→ **Requisitos**:
Reproduza na íntegra o texto da Amoris Lætitia apresentado abaixo, palavra por palavra e sem qualquer alteração.
━━━ Texto fornecido
AMORIS LÆTITIA
DO SANTO PADRE
FRANCISCO
AOS BISPOS AOS PRESBÍTEROS E AOS DIÁCONOS
ÀS PESSOAS CONSAGRADAS AOS ESPOSOS CRISTÃOS E A TODOS
OS FIÉIS LEIGOS SOBRE O AMOR NA FAMÍLIA
CAPÍTULO VIII
ACOMPANHAR, DISCERNIR E INTEGRAR A FRAGILIDADE.
O discernimento das situações chamadas «irregulares».
Quanto ao modo de tratar
as várias situações chamadas «irregulares», os Padres sinodais chegaram a um
consenso geral que eu sustento: «Na abordagem pastoral das pessoas que
contraíram matrimónio civil, que são divorciadas novamente casadas, ou que
simplesmente convivem, compete à Igreja revelar-lhes a pedagogia divina da
graça nas suas vidas e ajudá-las a alcançar a plenitude do desígnio que Deus
tem para elas», sempre possível com a força do Espírito Santo.
━━━━━━
━━━ Dados fornecidos
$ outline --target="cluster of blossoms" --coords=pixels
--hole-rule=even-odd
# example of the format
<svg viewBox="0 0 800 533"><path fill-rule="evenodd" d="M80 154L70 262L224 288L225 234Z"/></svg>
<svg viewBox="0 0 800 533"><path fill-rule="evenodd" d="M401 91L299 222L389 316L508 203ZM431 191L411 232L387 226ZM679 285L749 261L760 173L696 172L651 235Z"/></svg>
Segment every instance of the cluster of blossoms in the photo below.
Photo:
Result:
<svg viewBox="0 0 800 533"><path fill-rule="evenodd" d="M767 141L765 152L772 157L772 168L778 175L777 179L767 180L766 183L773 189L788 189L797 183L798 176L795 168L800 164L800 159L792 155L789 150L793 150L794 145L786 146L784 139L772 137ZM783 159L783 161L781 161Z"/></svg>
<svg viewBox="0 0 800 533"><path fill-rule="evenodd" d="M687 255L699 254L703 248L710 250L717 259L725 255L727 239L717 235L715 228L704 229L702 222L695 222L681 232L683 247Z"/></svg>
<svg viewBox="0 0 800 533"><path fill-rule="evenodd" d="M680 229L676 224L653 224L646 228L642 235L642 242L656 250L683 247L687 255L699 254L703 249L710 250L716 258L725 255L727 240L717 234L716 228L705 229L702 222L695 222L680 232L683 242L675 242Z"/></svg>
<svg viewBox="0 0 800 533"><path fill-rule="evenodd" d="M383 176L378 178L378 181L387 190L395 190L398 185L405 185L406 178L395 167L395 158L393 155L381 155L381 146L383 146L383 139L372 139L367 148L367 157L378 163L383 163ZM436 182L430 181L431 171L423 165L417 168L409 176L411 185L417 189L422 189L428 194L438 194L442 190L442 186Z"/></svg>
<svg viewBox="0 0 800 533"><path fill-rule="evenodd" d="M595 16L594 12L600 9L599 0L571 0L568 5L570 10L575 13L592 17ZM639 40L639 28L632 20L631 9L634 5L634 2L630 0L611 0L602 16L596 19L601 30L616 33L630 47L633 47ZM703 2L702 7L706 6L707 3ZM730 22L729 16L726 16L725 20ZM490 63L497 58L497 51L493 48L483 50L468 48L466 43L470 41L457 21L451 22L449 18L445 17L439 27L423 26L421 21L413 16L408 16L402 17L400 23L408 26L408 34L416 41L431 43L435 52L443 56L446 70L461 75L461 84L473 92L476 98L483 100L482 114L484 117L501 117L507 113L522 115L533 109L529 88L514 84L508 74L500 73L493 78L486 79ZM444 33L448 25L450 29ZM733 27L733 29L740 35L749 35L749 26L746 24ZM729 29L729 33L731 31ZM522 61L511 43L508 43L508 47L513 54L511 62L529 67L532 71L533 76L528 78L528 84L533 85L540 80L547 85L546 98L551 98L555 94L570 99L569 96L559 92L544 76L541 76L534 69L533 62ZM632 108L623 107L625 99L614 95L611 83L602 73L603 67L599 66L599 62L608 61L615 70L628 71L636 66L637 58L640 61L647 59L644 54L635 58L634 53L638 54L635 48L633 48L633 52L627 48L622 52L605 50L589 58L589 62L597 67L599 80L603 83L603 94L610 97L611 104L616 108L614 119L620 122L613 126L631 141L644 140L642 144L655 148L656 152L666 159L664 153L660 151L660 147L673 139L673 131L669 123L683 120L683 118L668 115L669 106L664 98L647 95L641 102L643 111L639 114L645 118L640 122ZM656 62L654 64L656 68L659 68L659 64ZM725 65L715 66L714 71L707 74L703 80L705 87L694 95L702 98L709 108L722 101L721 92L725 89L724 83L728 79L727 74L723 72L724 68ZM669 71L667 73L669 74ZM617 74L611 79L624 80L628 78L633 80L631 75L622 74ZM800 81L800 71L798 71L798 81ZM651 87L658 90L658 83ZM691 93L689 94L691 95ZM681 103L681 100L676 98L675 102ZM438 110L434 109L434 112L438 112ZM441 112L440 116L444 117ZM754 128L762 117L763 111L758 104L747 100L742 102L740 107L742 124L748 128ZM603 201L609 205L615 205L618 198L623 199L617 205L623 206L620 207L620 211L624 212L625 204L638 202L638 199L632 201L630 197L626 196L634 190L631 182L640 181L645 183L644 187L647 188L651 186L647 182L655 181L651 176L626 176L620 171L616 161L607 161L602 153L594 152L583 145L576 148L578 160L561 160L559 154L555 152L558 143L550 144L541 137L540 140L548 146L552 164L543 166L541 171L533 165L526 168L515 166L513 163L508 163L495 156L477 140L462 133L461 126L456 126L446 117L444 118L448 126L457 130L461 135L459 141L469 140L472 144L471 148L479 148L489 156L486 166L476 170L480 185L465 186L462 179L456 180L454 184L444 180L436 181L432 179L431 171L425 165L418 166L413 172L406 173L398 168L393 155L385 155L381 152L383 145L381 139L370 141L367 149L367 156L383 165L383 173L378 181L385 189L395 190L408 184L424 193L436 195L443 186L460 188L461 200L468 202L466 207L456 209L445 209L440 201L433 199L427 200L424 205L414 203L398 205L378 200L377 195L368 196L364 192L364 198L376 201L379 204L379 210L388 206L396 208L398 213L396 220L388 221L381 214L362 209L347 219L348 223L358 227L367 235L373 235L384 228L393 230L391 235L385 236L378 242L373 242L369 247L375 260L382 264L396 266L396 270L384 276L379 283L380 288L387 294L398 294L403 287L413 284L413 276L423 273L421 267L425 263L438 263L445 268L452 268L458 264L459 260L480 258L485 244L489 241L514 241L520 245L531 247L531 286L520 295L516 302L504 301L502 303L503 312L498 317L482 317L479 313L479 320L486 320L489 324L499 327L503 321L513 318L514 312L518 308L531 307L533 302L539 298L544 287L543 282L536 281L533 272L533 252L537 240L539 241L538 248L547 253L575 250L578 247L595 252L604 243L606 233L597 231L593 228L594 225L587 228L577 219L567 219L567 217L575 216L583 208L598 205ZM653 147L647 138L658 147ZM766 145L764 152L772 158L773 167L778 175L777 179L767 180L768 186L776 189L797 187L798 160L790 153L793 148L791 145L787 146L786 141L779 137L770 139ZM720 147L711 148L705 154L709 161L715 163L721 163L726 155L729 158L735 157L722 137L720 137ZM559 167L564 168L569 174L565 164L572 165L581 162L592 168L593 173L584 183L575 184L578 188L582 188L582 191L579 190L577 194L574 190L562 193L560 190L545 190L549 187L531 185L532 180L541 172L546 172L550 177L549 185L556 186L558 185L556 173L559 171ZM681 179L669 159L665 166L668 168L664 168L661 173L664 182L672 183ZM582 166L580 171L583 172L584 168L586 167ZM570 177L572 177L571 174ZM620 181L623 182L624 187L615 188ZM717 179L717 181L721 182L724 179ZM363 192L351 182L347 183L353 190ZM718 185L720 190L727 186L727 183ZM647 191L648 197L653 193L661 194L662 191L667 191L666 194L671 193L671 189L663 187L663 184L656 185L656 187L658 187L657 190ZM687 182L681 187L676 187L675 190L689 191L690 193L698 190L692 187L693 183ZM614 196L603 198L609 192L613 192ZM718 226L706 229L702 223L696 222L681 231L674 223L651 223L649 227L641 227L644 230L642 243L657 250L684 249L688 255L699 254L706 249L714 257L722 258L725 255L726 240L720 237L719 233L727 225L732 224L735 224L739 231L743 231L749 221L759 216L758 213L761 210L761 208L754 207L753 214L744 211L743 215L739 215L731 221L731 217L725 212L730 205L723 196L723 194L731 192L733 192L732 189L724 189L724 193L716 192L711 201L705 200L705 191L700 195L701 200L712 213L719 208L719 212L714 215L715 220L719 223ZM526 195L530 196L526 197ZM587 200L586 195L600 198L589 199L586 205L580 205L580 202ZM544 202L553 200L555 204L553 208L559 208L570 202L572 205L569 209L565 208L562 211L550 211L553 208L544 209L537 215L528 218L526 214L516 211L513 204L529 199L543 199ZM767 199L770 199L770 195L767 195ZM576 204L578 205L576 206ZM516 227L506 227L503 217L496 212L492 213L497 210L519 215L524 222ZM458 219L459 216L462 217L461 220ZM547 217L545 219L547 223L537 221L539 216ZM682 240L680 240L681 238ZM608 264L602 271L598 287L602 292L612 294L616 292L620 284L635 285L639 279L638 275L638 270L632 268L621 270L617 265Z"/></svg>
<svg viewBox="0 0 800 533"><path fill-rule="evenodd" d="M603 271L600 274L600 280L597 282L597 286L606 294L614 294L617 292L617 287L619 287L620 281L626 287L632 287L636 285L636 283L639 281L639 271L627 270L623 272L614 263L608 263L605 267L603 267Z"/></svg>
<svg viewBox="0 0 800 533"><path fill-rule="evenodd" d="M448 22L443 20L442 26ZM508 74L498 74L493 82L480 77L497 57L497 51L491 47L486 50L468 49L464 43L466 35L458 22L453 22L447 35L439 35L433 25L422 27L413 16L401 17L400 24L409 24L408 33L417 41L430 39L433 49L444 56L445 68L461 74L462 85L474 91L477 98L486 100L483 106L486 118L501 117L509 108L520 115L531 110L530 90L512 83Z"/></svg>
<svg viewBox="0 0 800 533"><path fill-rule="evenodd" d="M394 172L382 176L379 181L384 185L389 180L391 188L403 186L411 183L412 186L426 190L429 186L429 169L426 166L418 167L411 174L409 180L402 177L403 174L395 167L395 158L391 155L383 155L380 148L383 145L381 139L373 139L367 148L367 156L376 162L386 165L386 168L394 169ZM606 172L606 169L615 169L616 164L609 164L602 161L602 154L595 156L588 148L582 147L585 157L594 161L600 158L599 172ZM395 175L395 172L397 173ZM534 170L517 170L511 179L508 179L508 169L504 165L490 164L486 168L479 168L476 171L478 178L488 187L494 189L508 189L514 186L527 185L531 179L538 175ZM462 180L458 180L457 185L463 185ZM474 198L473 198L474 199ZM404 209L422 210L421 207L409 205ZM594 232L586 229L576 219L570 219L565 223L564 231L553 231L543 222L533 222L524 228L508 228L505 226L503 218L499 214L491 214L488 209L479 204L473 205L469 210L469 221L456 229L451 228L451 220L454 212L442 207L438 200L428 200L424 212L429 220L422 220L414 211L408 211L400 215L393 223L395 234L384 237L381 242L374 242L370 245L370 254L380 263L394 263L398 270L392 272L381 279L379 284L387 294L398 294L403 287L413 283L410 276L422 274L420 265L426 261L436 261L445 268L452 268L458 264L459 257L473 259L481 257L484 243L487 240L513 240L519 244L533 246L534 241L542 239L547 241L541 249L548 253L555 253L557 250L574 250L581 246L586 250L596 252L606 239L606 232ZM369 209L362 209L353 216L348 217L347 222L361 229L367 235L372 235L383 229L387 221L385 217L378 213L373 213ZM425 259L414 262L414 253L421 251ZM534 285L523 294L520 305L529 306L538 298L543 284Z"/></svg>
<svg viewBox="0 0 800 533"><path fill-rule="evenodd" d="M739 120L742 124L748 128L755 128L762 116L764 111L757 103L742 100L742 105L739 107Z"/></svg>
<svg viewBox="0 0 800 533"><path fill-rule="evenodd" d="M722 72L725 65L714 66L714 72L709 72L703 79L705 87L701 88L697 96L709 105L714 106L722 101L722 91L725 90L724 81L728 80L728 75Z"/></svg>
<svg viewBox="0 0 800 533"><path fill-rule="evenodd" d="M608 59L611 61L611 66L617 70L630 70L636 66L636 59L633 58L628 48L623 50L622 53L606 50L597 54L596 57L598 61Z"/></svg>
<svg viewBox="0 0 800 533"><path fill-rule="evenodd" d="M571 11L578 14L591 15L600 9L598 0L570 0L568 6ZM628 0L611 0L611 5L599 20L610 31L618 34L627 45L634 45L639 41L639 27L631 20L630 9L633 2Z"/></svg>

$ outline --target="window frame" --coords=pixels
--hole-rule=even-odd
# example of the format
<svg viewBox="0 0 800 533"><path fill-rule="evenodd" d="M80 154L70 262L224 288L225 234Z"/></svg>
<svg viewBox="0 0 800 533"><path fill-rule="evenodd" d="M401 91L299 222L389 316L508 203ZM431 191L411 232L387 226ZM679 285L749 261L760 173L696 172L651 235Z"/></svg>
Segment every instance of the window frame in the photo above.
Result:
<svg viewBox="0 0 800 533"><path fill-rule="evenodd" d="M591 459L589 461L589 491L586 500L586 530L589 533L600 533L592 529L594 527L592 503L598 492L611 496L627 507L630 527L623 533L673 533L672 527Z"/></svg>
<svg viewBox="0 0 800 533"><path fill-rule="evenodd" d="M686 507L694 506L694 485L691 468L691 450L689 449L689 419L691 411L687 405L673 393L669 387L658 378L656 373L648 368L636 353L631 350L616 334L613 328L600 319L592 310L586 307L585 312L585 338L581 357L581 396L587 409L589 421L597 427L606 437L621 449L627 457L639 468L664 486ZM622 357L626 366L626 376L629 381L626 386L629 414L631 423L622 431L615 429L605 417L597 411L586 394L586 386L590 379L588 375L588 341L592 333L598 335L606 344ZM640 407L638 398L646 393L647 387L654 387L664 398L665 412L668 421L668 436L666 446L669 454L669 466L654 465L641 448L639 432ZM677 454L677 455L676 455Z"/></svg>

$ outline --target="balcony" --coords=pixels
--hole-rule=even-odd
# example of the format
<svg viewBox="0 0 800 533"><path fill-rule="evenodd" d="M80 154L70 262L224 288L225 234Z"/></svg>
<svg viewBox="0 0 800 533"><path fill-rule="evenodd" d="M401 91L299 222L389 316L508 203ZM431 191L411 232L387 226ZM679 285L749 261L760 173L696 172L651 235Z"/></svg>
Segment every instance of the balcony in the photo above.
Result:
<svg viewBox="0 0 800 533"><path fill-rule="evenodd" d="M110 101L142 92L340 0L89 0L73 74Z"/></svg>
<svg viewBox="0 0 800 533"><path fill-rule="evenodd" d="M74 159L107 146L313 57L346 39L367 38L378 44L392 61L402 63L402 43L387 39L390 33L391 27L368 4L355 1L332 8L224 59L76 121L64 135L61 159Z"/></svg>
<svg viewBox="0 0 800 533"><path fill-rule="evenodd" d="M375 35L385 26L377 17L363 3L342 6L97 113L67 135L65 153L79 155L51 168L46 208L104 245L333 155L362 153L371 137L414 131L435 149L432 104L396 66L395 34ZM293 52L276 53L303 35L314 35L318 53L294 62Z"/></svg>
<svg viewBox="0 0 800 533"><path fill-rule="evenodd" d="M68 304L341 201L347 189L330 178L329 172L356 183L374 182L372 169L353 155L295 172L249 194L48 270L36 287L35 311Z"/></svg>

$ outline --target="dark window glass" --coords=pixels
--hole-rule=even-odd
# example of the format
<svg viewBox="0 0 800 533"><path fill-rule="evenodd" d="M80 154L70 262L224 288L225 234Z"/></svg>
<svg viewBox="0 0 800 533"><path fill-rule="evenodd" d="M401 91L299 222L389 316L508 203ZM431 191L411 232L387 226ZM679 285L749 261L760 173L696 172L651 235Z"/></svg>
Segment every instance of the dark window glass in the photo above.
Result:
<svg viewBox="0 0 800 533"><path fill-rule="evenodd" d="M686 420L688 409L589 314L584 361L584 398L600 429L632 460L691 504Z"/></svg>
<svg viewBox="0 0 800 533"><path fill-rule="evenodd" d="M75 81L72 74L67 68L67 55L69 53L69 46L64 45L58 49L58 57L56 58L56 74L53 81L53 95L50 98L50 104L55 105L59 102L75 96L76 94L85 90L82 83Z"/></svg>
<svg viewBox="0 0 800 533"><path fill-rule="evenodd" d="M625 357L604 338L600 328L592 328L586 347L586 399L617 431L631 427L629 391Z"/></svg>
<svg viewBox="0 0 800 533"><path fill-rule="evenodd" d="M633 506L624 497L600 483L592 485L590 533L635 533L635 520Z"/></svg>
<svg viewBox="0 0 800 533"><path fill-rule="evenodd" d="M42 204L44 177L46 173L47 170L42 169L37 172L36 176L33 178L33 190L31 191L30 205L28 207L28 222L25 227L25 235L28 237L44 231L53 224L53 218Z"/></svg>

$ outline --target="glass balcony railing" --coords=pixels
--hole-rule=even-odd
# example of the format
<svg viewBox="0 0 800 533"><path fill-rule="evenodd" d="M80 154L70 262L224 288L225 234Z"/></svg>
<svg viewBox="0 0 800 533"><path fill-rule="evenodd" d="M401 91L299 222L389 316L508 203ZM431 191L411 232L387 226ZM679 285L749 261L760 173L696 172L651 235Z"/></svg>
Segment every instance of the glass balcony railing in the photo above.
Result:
━━━━━━
→ **Resultado da tarefa**:
AMORIS LÆTITIA
DO SANTO PADRE
FRANCISCO
AOS BISPOS AOS PRESBÍTEROS E AOS DIÁCONOS
ÀS PESSOAS CONSAGRADAS AOS ESPOSOS CRISTÃOS E A TODOS
OS FIÉIS LEIGOS SOBRE O AMOR NA FAMÍLIA
CAPÍTULO VIII
ACOMPANHAR, DISCERNIR E INTEGRAR A FRAGILIDADE.
O discernimento das situações chamadas «irregulares».
Quanto ao modo de tratar
as várias situações chamadas «irregulares», os Padres sinodais chegaram a um
consenso geral que eu sustento: «Na abordagem pastoral das pessoas que
contraíram matrimónio civil, que são divorciadas novamente casadas, ou que
simplesmente convivem, compete à Igreja revelar-lhes a pedagogia divina da
graça nas suas vidas e ajudá-las a alcançar a plenitude do desígnio que Deus
tem para elas», sempre possível com a força do Espírito Santo.